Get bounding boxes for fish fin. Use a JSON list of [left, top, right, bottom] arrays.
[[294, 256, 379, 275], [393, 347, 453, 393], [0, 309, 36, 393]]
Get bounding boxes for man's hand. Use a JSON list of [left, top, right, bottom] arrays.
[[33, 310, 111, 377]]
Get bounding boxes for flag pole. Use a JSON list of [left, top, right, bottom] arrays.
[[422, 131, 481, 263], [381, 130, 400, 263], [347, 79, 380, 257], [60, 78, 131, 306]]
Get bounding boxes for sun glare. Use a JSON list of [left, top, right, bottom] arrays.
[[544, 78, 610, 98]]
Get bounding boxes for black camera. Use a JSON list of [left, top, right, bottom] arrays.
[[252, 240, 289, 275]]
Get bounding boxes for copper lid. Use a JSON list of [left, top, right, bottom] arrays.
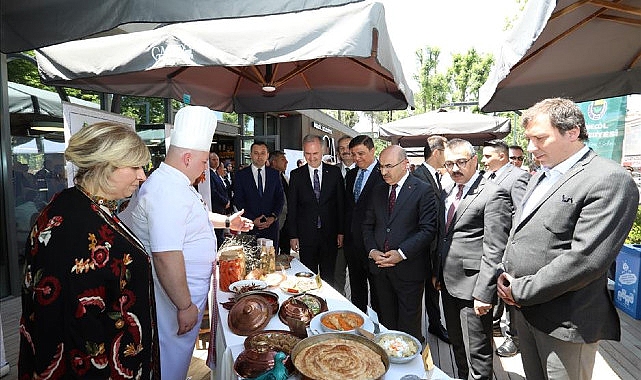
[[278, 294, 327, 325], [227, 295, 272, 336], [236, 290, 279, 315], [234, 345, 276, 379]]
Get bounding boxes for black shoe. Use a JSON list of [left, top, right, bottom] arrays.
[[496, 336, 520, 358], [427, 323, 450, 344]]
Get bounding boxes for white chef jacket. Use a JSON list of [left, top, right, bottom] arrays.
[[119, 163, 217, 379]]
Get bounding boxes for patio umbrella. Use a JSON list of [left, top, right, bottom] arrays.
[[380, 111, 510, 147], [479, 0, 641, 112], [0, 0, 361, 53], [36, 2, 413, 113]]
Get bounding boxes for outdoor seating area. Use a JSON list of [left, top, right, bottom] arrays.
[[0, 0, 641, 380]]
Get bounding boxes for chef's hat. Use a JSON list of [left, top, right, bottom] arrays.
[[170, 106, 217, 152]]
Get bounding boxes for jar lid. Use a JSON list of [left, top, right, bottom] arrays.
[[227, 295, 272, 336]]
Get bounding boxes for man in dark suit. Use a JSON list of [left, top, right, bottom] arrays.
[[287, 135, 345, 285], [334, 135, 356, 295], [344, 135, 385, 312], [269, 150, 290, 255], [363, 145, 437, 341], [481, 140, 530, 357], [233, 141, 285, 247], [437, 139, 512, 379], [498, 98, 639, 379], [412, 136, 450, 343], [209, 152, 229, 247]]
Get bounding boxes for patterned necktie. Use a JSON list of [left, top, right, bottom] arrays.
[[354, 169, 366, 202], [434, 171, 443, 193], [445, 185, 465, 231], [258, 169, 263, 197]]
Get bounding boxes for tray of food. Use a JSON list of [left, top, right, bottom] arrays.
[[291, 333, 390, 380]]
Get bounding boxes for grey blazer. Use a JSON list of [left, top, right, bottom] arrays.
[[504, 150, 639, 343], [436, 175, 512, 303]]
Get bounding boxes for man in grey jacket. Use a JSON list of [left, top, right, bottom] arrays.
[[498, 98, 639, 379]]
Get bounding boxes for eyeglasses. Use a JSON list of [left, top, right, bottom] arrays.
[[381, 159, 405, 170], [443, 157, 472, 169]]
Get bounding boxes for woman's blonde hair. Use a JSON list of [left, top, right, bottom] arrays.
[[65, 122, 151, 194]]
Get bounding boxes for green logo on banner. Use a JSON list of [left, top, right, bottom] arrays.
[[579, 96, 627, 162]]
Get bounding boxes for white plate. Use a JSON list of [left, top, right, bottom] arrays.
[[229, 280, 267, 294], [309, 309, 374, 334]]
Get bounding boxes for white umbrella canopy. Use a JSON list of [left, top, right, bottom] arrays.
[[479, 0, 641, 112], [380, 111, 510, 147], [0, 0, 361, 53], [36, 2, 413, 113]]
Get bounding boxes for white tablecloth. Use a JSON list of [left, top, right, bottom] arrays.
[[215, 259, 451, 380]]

---

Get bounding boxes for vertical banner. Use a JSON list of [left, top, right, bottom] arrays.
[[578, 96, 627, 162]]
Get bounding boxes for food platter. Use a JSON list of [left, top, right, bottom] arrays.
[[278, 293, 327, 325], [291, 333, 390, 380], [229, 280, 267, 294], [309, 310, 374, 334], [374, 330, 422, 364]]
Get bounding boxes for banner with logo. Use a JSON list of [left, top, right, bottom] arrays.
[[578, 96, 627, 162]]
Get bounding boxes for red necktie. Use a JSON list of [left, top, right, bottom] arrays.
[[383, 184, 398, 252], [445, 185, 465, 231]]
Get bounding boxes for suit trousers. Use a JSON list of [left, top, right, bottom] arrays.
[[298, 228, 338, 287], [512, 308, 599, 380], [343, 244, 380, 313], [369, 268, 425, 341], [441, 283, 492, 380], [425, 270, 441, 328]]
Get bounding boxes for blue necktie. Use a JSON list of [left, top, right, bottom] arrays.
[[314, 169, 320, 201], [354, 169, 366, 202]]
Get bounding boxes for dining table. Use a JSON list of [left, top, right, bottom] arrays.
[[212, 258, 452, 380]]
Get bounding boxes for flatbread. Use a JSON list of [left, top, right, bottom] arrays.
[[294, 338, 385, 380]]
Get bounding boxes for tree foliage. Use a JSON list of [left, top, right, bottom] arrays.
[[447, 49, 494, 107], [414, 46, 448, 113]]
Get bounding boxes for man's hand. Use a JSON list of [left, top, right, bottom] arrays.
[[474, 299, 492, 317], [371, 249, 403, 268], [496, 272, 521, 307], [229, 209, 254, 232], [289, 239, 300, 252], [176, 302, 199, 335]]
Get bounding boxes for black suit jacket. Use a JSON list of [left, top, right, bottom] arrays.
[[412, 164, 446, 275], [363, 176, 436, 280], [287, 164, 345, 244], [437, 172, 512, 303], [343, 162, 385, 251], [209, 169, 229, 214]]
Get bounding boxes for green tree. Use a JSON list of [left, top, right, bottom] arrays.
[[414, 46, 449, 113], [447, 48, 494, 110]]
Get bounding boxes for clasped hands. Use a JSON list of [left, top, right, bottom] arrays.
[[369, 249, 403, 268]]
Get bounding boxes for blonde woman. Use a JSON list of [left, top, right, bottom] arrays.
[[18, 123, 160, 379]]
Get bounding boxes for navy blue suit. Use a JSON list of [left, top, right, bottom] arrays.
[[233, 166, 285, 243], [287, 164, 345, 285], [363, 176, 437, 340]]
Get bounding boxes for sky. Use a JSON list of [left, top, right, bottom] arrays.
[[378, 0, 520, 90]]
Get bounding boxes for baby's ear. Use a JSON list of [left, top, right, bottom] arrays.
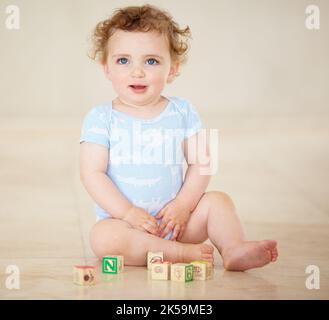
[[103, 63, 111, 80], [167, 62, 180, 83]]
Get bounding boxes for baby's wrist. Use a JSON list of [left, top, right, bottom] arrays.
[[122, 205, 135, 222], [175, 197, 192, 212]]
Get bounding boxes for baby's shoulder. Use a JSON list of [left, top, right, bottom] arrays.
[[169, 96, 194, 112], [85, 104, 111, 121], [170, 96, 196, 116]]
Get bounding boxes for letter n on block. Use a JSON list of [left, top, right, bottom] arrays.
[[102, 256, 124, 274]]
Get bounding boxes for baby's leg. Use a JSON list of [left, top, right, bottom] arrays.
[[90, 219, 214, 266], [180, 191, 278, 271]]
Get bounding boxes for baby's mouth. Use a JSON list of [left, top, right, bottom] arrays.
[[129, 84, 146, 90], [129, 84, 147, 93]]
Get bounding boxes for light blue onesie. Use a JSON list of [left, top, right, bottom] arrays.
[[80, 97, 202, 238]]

[Problem description]: Express the data from the line containing "Get bounding boxes for baby's leg." through the line containing "[[80, 97, 202, 238]]" as a numbered list, with blank lines left out.

[Written response]:
1. Get bounding boxes for baby's leg. Use a JSON list of [left, top, right, bottom] arrays.
2. [[90, 219, 214, 266], [180, 191, 278, 271]]
3. Get bounding boxes for baby's mouth. Use a JSON list of [left, top, right, bottom] arrays.
4. [[129, 84, 146, 90], [129, 84, 147, 93]]
5. Get bounding boxes for light blue onesie. Use a JSON list of [left, top, right, bottom] arrays.
6. [[80, 97, 202, 238]]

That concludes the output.